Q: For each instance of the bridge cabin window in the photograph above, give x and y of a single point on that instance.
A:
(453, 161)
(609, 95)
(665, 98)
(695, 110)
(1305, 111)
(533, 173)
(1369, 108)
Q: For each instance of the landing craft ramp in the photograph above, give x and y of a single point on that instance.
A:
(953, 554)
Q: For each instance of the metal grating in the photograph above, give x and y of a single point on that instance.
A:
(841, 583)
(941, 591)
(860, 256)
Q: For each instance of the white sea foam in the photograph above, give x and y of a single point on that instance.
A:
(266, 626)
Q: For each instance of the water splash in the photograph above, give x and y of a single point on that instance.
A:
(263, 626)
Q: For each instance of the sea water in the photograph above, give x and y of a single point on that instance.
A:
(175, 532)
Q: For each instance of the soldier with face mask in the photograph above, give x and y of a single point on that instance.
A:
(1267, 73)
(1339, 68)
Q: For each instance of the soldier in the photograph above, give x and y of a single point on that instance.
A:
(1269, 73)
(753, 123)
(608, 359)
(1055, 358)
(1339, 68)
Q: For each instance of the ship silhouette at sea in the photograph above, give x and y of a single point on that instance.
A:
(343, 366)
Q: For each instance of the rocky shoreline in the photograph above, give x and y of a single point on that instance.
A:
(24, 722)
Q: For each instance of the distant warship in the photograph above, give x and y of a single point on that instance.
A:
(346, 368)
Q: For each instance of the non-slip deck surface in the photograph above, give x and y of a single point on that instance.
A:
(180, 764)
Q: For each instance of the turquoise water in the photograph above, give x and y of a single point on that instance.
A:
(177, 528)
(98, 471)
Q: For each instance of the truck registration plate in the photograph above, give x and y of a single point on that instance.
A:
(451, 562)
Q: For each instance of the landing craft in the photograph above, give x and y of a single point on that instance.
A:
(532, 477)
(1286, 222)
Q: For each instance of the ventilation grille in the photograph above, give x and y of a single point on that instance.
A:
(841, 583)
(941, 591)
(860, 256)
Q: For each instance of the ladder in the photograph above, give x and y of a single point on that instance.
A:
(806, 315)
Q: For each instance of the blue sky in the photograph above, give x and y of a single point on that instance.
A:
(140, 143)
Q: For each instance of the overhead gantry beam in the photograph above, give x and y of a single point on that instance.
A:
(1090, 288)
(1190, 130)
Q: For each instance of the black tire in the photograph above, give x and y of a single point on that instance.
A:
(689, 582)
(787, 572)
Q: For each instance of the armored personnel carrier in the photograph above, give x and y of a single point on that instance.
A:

▶ **Aim of the task**:
Copy out everything from the line containing "Q: For each instance of the distant" down to the line containing "(1190, 130)", both of those lines included, without any change.

▶ **Full response**:
Q: For each instance of the distant warship in the photograph above, give x and y of a single point on that instance.
A:
(346, 368)
Q: For each instance of the non-slip deck surface in the photograph above, give x and y of a single point on that instance.
A:
(180, 764)
Q: For each instance of the turquoise water in the photograph above, give x and y of a single point on that instance.
A:
(177, 528)
(98, 471)
Q: For each instance of the truck registration plate in the photograph above, give x and y of a single point on that instance.
A:
(451, 562)
Q: For each instance of the landing craft in the photograph above, give x and y of a single point on that instance.
A:
(532, 477)
(1286, 222)
Q: For each instance of the ventilation grille in the photograph above, give x and y of a single point on that instance.
A:
(841, 583)
(941, 591)
(860, 256)
Q: For each instance of the ladder in the photograph above, give x and y of a single point on that instance.
A:
(806, 315)
Q: For each instance of the blue sky in the photograph above, give x and y of a single point on that instance.
A:
(140, 143)
Q: For each instance of the overhead gantry beam in the photograph above, give x and y of a single point on that instance.
A:
(1090, 288)
(1190, 130)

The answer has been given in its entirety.